> **The problem**
Write out the entire listing below exactly as it appears, minus any pictures.

> **Source records**
* Begin *

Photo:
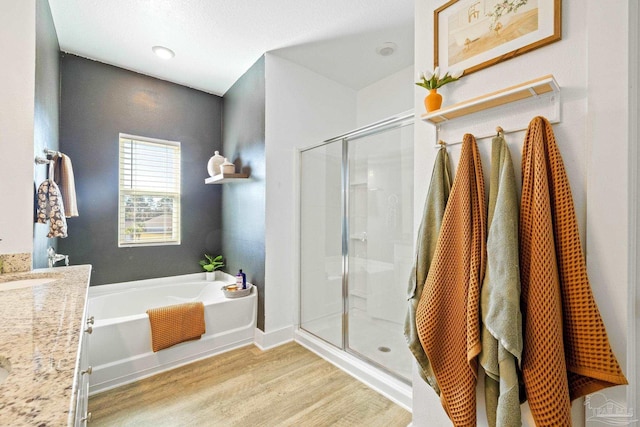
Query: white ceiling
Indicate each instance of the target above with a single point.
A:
(216, 41)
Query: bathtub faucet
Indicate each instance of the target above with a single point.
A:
(54, 257)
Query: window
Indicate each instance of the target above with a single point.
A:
(149, 206)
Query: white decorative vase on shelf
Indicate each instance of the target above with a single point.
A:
(213, 166)
(227, 167)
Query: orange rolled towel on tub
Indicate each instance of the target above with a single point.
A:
(174, 324)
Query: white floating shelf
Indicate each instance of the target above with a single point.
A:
(524, 90)
(226, 177)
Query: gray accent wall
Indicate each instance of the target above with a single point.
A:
(98, 102)
(243, 203)
(46, 114)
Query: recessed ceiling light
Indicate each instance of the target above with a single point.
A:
(163, 52)
(386, 49)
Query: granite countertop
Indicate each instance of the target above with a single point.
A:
(40, 330)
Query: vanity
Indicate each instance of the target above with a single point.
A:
(44, 333)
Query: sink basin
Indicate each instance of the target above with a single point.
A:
(25, 283)
(5, 368)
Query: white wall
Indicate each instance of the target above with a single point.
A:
(593, 140)
(302, 109)
(17, 80)
(386, 97)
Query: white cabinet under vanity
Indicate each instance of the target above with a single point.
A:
(44, 346)
(82, 416)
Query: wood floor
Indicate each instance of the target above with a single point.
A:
(284, 386)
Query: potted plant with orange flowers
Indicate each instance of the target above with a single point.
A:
(432, 81)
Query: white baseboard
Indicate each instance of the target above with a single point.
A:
(267, 340)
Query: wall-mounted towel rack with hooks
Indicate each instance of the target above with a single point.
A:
(540, 96)
(46, 160)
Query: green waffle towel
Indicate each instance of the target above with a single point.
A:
(434, 206)
(500, 296)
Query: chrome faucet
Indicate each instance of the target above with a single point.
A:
(54, 257)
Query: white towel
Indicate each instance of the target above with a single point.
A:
(66, 182)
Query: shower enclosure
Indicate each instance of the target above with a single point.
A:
(356, 234)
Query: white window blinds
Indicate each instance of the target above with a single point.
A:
(149, 207)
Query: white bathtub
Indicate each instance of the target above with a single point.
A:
(120, 345)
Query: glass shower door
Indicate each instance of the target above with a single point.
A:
(380, 246)
(321, 296)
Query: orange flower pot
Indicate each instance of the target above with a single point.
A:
(433, 101)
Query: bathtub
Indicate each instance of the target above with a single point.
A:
(120, 344)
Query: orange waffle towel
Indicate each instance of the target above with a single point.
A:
(174, 324)
(566, 352)
(447, 318)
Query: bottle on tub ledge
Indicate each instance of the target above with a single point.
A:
(241, 280)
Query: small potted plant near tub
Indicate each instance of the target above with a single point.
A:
(211, 265)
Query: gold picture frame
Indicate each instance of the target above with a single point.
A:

* End *

> **Solution for this task**
Photo:
Query: white ceiling
Indicate each instance of the target above with a single point.
A:
(216, 41)
Query: bathtub faucet
Indicate each instance of the target above with a single point.
A:
(54, 257)
Query: window
Indicate each instance of the target above with a single point.
A:
(149, 206)
Query: white decorative vase on shelf
Indicate each instance of the target above with a single point.
A:
(213, 166)
(227, 167)
Query: orange rolled towel on tub
Indicate each instance of the target above with a single point.
A:
(174, 324)
Query: white floating shelf
Indicate each instance of the target above with a single point.
A:
(524, 90)
(226, 177)
Query: gray accent wall
Indicate each instance of the target above with a single point.
A:
(98, 102)
(243, 203)
(46, 114)
Query: recessed ceiling light
Indicate each instance of the target above with a single point.
A:
(163, 52)
(386, 49)
Query: granite countertop
Indicate each instance of the target above with a single point.
A:
(40, 330)
Query: vanity
Indicate each instance of the target above with a single point.
A:
(44, 333)
Query: sink basin
Indicate each instance of the target above with a single point.
A:
(25, 283)
(5, 368)
Query: white wall
Indicate each instance of the target above with a single point.
A:
(593, 140)
(302, 109)
(17, 80)
(386, 97)
Query: white cabinet under vanity
Indicate each instance of the target above with a single point.
A:
(44, 346)
(82, 416)
Query: wood floor
Indicate each instance of the target above with a single point.
A:
(284, 386)
Query: potted plant with orange flowers
Indicate each instance of the target above with a single point.
A:
(432, 81)
Query: white baseboard
Indicate each instance of the target above with a single point.
A:
(267, 340)
Query: wall-mounted towel rack with hooks
Indicate each instance of the target above with a single point.
A:
(540, 96)
(46, 160)
Query: green waffle towel
Indicate each instance of the target above with a single point.
A:
(434, 206)
(500, 296)
Query: chrome faucet
Indicate each instance of the target above with a single point.
A:
(54, 257)
Query: white towel
Indicate each instance of the target above with a single point.
A:
(66, 182)
Query: shower enclosure
Indicate each instance of the target above with a single point.
A:
(356, 234)
Query: white window blinds
Indicate each instance of the target above with a single point.
A:
(149, 207)
Query: white bathtub
Indicate each instance of the target above with a single point.
A:
(120, 345)
Query: glass shower door
Indicate each instance of the target above with a single point.
A:
(380, 246)
(321, 296)
Query: orange flower pot
Indicate each instance of the target above with a single point.
A:
(433, 101)
Query: bathtub
Indicate each instance of the target above with a single point.
A:
(120, 344)
Query: orange waffle towel
Indicate each instance of the target above with a single point.
A:
(174, 324)
(566, 352)
(447, 318)
Query: bottle on tub ledge
Indicate each instance of the target above with a single point.
A:
(241, 280)
Query: small potted plant near tub
Indicate each instance of the target above with a single point.
A:
(211, 265)
Query: gold picture frame
Indicate each instance of the target above with a single point.
A:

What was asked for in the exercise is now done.